**PROVIDED INFORMATION**.
>>>

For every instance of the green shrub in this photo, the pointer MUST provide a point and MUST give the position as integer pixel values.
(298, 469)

<<<
>>>

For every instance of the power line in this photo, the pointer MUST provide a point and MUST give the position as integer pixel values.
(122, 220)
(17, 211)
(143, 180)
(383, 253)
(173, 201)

<<<

Collect each line in the entries above that includes the string "point", and write those lines out in full.

**THE OUTPUT**.
For every instance of the green shrub in this photo, the pointer MUST provide a point and MUST give the position as integer pixel values.
For every instance of the power line in this photo, the pointer MUST provide a point and MUST give the position as integer pixel values.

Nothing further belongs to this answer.